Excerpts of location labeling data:
** begin **

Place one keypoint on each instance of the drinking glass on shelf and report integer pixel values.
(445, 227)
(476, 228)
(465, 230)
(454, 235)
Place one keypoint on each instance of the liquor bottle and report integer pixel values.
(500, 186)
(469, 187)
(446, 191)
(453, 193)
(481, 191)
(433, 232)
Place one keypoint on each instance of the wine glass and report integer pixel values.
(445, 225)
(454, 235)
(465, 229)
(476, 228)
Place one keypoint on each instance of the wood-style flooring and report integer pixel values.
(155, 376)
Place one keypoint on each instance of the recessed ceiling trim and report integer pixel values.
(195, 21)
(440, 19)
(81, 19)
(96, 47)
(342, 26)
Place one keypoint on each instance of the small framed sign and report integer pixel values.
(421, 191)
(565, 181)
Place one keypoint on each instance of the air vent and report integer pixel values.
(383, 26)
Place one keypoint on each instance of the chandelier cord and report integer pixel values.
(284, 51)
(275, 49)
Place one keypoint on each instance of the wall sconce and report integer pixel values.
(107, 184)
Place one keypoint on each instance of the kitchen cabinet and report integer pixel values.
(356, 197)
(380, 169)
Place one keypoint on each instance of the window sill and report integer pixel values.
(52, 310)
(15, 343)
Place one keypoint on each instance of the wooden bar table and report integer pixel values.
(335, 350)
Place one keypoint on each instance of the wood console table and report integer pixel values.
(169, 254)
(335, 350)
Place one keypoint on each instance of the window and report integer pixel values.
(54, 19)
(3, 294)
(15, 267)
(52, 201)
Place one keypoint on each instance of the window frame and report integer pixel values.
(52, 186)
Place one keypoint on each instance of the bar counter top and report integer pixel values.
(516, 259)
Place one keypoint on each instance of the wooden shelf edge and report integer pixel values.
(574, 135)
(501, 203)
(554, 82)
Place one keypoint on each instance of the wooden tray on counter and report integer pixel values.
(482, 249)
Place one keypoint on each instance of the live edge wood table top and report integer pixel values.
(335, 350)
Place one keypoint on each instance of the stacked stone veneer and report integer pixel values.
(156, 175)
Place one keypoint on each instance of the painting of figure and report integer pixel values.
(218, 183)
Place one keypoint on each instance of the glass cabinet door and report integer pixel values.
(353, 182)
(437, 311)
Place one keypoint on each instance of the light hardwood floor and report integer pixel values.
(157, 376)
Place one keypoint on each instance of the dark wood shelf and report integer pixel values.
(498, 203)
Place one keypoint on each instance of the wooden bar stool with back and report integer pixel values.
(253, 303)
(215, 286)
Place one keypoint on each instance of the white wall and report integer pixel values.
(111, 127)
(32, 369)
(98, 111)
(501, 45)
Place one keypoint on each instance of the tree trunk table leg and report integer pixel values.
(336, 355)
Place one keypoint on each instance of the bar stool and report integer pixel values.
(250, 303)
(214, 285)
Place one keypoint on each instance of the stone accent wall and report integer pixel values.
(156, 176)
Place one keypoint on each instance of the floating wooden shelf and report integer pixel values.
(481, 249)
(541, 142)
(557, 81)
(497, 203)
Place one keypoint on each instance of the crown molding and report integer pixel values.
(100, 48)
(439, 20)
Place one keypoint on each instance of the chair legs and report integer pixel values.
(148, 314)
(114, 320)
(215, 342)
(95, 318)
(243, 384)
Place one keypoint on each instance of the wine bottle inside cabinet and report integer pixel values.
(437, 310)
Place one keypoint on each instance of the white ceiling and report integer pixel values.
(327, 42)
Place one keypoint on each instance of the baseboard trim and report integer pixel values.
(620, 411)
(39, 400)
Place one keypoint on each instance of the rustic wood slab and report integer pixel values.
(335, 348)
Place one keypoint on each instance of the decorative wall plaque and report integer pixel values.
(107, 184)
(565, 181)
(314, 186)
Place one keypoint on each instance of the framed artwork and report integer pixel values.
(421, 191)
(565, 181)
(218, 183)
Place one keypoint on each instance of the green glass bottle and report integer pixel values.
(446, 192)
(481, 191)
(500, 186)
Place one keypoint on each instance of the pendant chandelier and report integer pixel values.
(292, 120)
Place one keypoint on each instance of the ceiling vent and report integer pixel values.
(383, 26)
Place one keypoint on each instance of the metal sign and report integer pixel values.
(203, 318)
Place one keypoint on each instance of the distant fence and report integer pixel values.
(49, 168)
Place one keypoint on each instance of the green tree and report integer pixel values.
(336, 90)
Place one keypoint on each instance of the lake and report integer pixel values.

** end **

TO DO ▸
Turn every line of the records above into a numbered list, leaving out any blank lines.

RIGHT ANSWER ▸
1. Place one keypoint on each instance of the drinking glass on shelf and report integer pixel values.
2. (445, 227)
3. (476, 228)
4. (465, 230)
5. (454, 235)
6. Place one keypoint on each instance of the liquor bottle and report integer pixel values.
7. (500, 186)
8. (469, 187)
9. (446, 191)
10. (453, 193)
11. (481, 191)
12. (433, 232)
13. Place one keypoint on each instance of the wine glass and report integer pixel values.
14. (445, 225)
15. (454, 235)
16. (465, 229)
17. (476, 228)
18. Place one keypoint on each instance of the wood-style flooring and report integer pixel values.
19. (155, 376)
20. Place one keypoint on each instance of the recessed ceiling trim and report integer pixel values.
21. (195, 21)
22. (440, 19)
23. (81, 19)
24. (96, 47)
25. (342, 26)
26. Place one keypoint on each instance of the small framed sign and report integer pixel values.
27. (421, 191)
28. (565, 181)
29. Place one keypoint on each instance of the air vent and report integer pixel values.
30. (383, 26)
31. Place one keypoint on each instance of the chandelier cord and report integer pixel values.
32. (284, 51)
33. (275, 49)
34. Place one keypoint on each instance of the wall sconce and report integer pixel values.
35. (107, 184)
36. Place one keypoint on each instance of the kitchen cabinet and report integer pixel values.
37. (356, 197)
38. (380, 169)
39. Place one keypoint on each instance of the window sill and report integer pixel values.
40. (52, 310)
41. (15, 343)
42. Place one keypoint on each instance of the wooden bar table and report integer pixel values.
43. (335, 350)
44. Place one keypoint on each instance of the wood console table and report integer pixel values.
45. (169, 254)
46. (335, 350)
47. Place one keypoint on each instance of the window and report integer pixel values.
48. (54, 19)
49. (3, 294)
50. (15, 267)
51. (52, 201)
52. Place one keypoint on each instance of the window frame and report integer pixel values.
53. (52, 186)
54. Place one keypoint on each instance of the bar counter top and report integer pixel values.
55. (516, 259)
56. Place one keypoint on each instance of the wooden shelf edge and report integer pixel values.
57. (574, 135)
58. (501, 203)
59. (554, 82)
60. Place one keypoint on each instance of the wooden tray on counter and report integer pixel values.
61. (482, 249)
62. Place one keypoint on each instance of the live edge wood table top and report integer pixel values.
63. (335, 350)
64. Place one keypoint on each instance of the stacked stone veneer and report integer pixel values.
65. (156, 175)
66. Place one keypoint on each instance of the painting of figure and report integer pixel values.
67. (218, 183)
68. Place one keypoint on each instance of the glass cabinet door and report integer pixel values.
69. (353, 182)
70. (437, 311)
71. Place one keypoint on each instance of the light hardwood floor and report integer pixel values.
72. (157, 376)
73. Place one keypoint on each instance of the dark wood shelf and report integer pixel values.
74. (498, 203)
75. Place one keypoint on each instance of the wooden bar stool with back and report integer pixel values.
76. (253, 303)
77. (215, 286)
78. Place one keypoint on each instance of the white wall and report integer pixel values.
79. (111, 127)
80. (32, 369)
81. (98, 111)
82. (501, 45)
83. Place one keypoint on each instance of the tree trunk table leg and report integer pixel values.
84. (336, 355)
85. Place one keypoint on each instance of the bar stool and report integer pixel values.
86. (250, 303)
87. (214, 285)
88. Place one keypoint on each instance of the stone accent wall and report integer pixel values.
89. (156, 176)
90. Place one keypoint on each instance of the floating wooden shelf and report integer pixel values.
91. (481, 249)
92. (541, 142)
93. (557, 81)
94. (497, 203)
95. Place one keypoint on each instance of the crown molding and report integer pixel values.
96. (100, 48)
97. (439, 20)
98. Place one keypoint on each instance of the chair legs and report integer pixel values.
99. (148, 314)
100. (114, 320)
101. (215, 342)
102. (95, 318)
103. (243, 384)
104. Place one keypoint on each instance of the wine bottle inside cabinet and report integer pixel values.
105. (437, 310)
106. Place one keypoint on each instance of the white ceiling and report integer pixel values.
107. (327, 42)
108. Place one keypoint on each instance of the baseboard trim and report integer pixel values.
109. (620, 411)
110. (39, 400)
111. Place one keypoint on each instance of the rustic wood slab and report integer pixel values.
112. (335, 348)
113. Place one keypoint on each instance of the decorative wall plaque and report integer pixel values.
114. (107, 184)
115. (565, 181)
116. (314, 186)
117. Place one keypoint on each instance of the framed artwork and report integer pixel values.
118. (421, 191)
119. (565, 181)
120. (218, 183)
121. Place one keypoint on each instance of the green glass bottle and report integer pixel values.
122. (446, 192)
123. (481, 191)
124. (500, 186)
125. Place one keypoint on each instance of the pendant chandelier and report integer pixel values.
126. (292, 120)
127. Place one keypoint on each instance of the ceiling vent and report integer pixel values.
128. (383, 26)
129. Place one keypoint on each instance of the metal sign and report integer pixel values.
130. (203, 318)
131. Place one keypoint on each instance of the distant fence and report integer pixel values.
132. (49, 168)
133. Place one keypoint on each instance of the green tree and report integer pixel values.
134. (336, 90)
135. Place one keypoint on each instance of the lake and report integer pixel values.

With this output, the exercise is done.